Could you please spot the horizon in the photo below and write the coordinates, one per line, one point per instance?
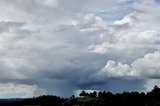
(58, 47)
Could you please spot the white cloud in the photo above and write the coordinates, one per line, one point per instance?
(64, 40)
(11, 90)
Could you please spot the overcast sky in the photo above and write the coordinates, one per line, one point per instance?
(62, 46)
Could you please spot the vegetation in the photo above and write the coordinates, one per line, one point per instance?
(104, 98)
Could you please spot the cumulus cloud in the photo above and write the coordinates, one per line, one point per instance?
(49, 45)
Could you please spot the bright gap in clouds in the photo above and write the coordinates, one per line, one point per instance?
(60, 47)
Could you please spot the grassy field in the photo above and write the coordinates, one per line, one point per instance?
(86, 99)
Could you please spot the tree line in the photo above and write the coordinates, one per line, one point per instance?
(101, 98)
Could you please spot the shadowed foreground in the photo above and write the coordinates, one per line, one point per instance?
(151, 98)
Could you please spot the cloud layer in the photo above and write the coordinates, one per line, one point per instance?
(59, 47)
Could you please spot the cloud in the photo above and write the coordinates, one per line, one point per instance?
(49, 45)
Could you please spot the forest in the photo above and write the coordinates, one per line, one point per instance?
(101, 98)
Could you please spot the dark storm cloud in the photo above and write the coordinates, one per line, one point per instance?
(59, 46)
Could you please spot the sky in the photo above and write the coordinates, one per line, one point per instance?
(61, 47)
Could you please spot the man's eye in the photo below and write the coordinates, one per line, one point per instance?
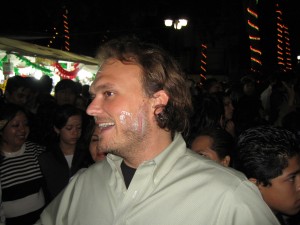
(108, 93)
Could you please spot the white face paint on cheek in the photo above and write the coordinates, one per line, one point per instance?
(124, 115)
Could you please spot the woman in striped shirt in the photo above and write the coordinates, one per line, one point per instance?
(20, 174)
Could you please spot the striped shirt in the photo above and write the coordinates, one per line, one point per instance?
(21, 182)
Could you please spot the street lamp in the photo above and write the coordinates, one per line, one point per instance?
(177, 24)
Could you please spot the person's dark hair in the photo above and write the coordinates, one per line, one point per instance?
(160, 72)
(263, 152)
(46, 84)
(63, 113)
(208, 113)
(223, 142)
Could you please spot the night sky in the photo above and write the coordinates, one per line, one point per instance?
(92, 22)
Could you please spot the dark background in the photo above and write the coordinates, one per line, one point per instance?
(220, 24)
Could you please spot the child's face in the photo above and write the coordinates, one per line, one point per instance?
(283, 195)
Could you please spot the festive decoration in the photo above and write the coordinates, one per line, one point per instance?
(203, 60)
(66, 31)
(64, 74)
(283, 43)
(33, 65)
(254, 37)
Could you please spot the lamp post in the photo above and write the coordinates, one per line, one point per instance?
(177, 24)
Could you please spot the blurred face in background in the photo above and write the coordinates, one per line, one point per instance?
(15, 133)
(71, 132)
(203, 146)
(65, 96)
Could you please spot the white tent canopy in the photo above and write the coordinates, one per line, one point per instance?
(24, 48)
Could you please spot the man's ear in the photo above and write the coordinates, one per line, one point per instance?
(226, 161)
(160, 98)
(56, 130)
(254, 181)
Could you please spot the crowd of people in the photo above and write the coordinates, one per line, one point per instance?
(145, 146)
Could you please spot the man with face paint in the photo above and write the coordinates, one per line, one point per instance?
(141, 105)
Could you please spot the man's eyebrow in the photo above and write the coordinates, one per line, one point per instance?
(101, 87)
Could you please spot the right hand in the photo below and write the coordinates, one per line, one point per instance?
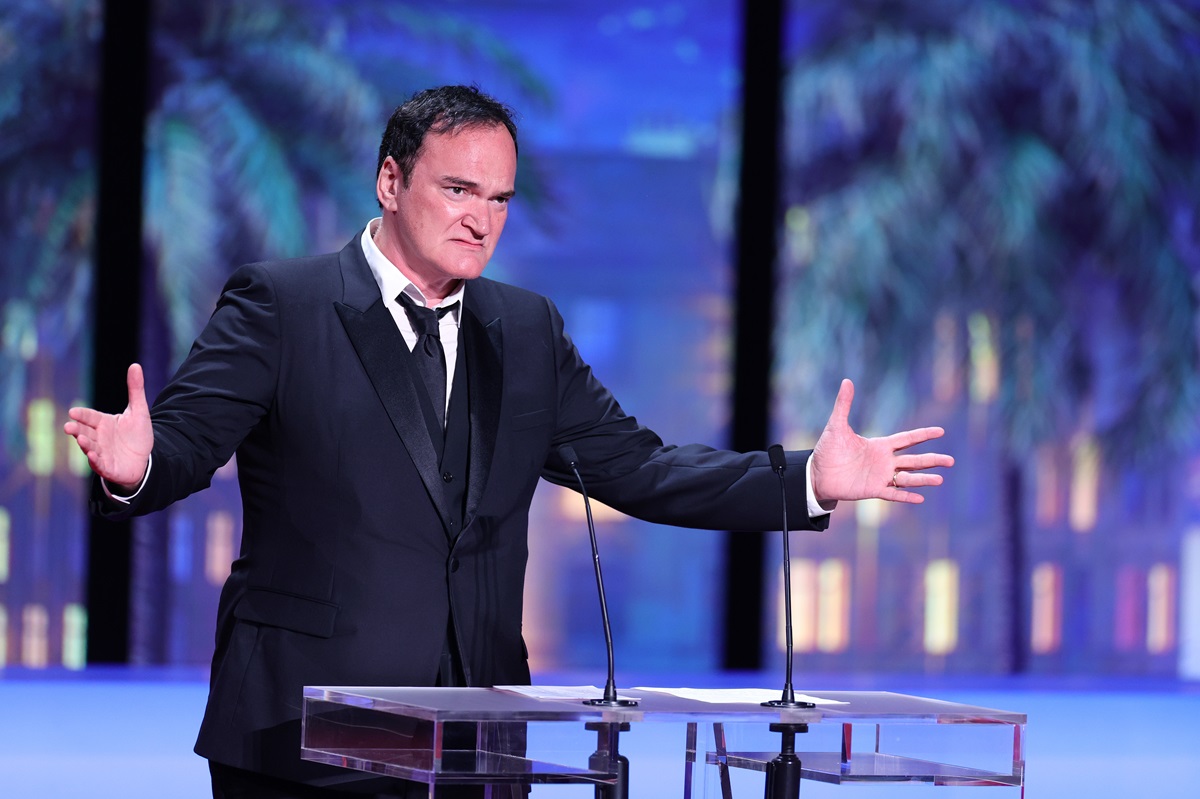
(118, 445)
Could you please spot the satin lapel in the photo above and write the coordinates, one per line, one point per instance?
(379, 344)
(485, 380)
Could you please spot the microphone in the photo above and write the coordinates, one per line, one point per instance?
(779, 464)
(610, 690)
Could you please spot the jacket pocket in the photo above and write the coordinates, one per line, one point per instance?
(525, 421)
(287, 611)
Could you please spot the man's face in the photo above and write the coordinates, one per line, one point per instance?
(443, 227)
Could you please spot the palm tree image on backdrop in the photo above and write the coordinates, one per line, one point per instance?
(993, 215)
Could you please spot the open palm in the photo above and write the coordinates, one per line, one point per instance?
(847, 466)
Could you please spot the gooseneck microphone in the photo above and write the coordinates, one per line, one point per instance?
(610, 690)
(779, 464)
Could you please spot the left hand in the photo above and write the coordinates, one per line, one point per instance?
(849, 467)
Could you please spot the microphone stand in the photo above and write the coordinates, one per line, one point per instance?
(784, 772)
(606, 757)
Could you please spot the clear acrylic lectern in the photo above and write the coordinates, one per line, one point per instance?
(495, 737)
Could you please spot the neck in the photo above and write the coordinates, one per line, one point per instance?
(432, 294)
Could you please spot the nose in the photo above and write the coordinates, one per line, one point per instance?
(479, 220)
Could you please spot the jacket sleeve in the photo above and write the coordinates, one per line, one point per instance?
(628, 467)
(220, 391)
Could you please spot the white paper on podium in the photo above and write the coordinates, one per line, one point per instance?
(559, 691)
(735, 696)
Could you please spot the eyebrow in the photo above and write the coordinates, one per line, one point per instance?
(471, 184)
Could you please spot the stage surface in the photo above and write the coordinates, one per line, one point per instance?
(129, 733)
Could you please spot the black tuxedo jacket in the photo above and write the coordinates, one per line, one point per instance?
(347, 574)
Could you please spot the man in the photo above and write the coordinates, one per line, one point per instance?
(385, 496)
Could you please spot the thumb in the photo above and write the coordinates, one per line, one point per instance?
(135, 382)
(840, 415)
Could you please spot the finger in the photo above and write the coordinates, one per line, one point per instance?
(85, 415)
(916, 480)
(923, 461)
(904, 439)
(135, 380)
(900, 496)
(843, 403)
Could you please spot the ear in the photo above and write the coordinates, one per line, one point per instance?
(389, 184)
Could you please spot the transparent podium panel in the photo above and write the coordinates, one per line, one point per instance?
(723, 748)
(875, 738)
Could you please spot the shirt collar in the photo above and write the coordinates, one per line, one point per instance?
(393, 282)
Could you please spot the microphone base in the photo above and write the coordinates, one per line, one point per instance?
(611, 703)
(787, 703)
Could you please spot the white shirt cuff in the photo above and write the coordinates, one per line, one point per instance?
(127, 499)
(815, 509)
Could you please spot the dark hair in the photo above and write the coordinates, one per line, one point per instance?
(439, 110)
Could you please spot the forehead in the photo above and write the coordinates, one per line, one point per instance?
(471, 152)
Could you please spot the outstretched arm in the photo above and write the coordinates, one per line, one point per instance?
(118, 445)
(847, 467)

◆ ◆ ◆ ◆

== Aim ==
Rewrite all the rows above with "coordinates" replaced by "positions" wherever it occurs, changing nothing else. Leave the pictures out of your version.

== Task output ==
Could you please spot the horizon in the photo below and write the positions, one per line, one point per instance?
(58, 47)
Could you please spot the white cloud in the photo above and write the positions, one per line, one point per instance?
(64, 40)
(11, 90)
Could you please spot the overcast sky in the photo above and write the positions, one per line, one point per instance?
(62, 46)
Could you please spot the vegetation in the photo above and write the positions, one per line, one point per instance?
(104, 98)
Could you please spot the cumulus cloud in the photo above and write the positions, one per line, one point per instance?
(49, 45)
Could you please spot the bright gap in clouds in the photo above and write the positions, one per line, one point per instance?
(60, 47)
Could you please spot the grassy field in the photo above and write the positions, one per line, one point per instance?
(86, 99)
Could you please spot the tree line in the photo above and write the positions, one per line, one point per instance?
(101, 98)
Could you please spot the shadowed foreground in the photo above and write the positions, one per line, one point per instance?
(151, 98)
Could you please spot the cloud layer in the photo above and write the positions, one per line, one point per instance?
(59, 47)
Could you please spot the cloud in the photo above and write the positions, one per line, one point per instance?
(49, 45)
Could you please spot the forest in the photo above and write the positions, one per line, one point per instance?
(101, 98)
Could you please spot the dark storm cloud in the photo above and write the positions, one per line, one point per instance?
(59, 46)
Could you please spot the sky in the photo above and write the positions, one per line, one point per instance?
(61, 47)
Could you please spot the man's eye in the photo below and write the positions, one per line, one point per instance?
(108, 93)
Could you please spot the white face paint on cheek in the photo above and write the positions, one per line, one point per instance?
(124, 115)
Could you please spot the woman in striped shirt in the photo above and write the positions, one per line, one point per instance?
(20, 174)
Could you please spot the striped shirt in the photo above and write the positions, one per line, one point per instance?
(21, 182)
Could you please spot the street lamp in the photo above and write the positions, one per line, one point per instance?
(177, 24)
Could you please spot the person's dark hair in the photo above and write the positions, one per line, one point per instance?
(160, 72)
(263, 152)
(46, 84)
(63, 113)
(208, 113)
(223, 142)
Could you please spot the night sky in the photo above and write the positions, one per line, one point per instance?
(92, 22)
Could you please spot the dark background in the photo above and write the positions, one per line, one point per instance?
(220, 24)
Could you please spot the child's face in the photo above and write the positions, one per line, one point per instance?
(283, 195)
Could you please spot the festive decoration in the photo above and write the positions, one per line, one point per instance?
(203, 60)
(66, 31)
(64, 74)
(283, 43)
(33, 65)
(254, 37)
Could you please spot the lamp post in the photo above and write the positions, one per line, one point per instance?
(177, 24)
Could you please spot the blurred face in background in the photo above and write the positions, one per line, one point per instance?
(15, 133)
(71, 132)
(203, 146)
(65, 96)
Could you please spot the white tent canopy in the photo above and write the positions, one per line, one point per instance?
(24, 48)
Could you please spot the man's ear in the photo above and write the positions, one per line, one point per instance?
(226, 161)
(160, 98)
(56, 130)
(254, 181)
Could you please spot the crowd of people in the photo above and write the positions, one per line, one point per instance?
(145, 146)
Could you please spot the man with face paint in the photo above and write the positions, one per line, one point per instance?
(141, 105)
Could you please spot the man's eyebrow in the photo above and write the positions, one per line, one point per instance?
(101, 87)
Could you please spot the right hand in the photo below and write the positions, one per line, one point per instance?
(118, 445)
Could you please spot the satin lapel in the photo above and write the positions, one per line, one point per instance?
(379, 344)
(485, 380)
Could you please spot the microphone in the photo above and write the positions, one per line, one point per instance?
(779, 464)
(610, 690)
Could you please spot the jacket pocket in the photo above and write the positions, one per line, one point per instance?
(525, 421)
(287, 611)
Could you please spot the man's face in the photo above and write the positions, one per line, one point per instance?
(443, 227)
Could you please spot the palm tree image on backdrop in the photo above and write the positions, one per line, one point per instance?
(993, 215)
Could you please spot the open palm in the photo above and write the positions, one per line, one point per instance?
(847, 466)
Could you please spot the gooseneck microphone in the photo above and write the positions, one per line, one point per instance?
(610, 690)
(779, 464)
Could you please spot the left hand in the photo above and write the positions, one per line, one point per instance?
(849, 467)
Could you please spot the microphone stand in the photo above and write the positions, one per line, one point per instance?
(784, 772)
(606, 757)
Could you please spot the clear acrylic lectern in the photo above and write the positions, one per line, one point per instance?
(495, 737)
Could you please spot the neck in the photo above and write the positions, one per line, one point per instance?
(432, 294)
Could you please spot the nose in the photo above and write the positions, one per line, one point per instance?
(479, 220)
Could you please spot the jacket sleeve in the photo above and write the positions, one per line, one point per instance?
(628, 467)
(220, 391)
Could you please spot the white paper on podium in the photo above and write the positions, one per line, one point per instance?
(559, 691)
(735, 696)
Could you please spot the eyebrow in the photo above and write the positions, one per line, one point per instance?
(471, 184)
Could you please spot the stage surface in the photo above and write the positions, one per line, one point per instance?
(129, 733)
Could you please spot the black tuxedo jacket in the photo above and write the positions, one per line, one point per instance?
(347, 574)
Could you please spot the man in the photo above and write the positions, one per line, one point per instance?
(385, 496)
Could you please spot the thumb in the photo above and write the positions, one per line, one point per instance?
(135, 382)
(840, 415)
Could you please spot the finger in the photo above and write the positions, one per line, one point per instance?
(85, 415)
(916, 480)
(923, 461)
(904, 439)
(135, 380)
(900, 496)
(843, 403)
Could you please spot the ear in the photo above and write the positions, one per line, one point per instance?
(389, 184)
Could you please spot the transparent podium panel in the photo above and write the positions, one per line, one point per instance?
(723, 748)
(875, 738)
Could you please spot the shirt collar in the photo above and write the positions, one per line, one point per instance?
(393, 282)
Could you please spot the microphone base in the photo above and write the positions, one per line, one point per instance?
(611, 703)
(787, 703)
Could you please spot the white shirt cuff in the photo above and write the positions, one per line, one point per instance?
(127, 499)
(815, 509)
Could you please spot the dark hair in the photo above and write the positions, one per line, one point per instance?
(439, 110)
Could you please spot the forehead in the photo above and write the positions, one per line, one point per instance?
(471, 152)
Could you please spot the outstretched arm in the photo above and write the positions, one per line, one point per instance?
(118, 445)
(847, 467)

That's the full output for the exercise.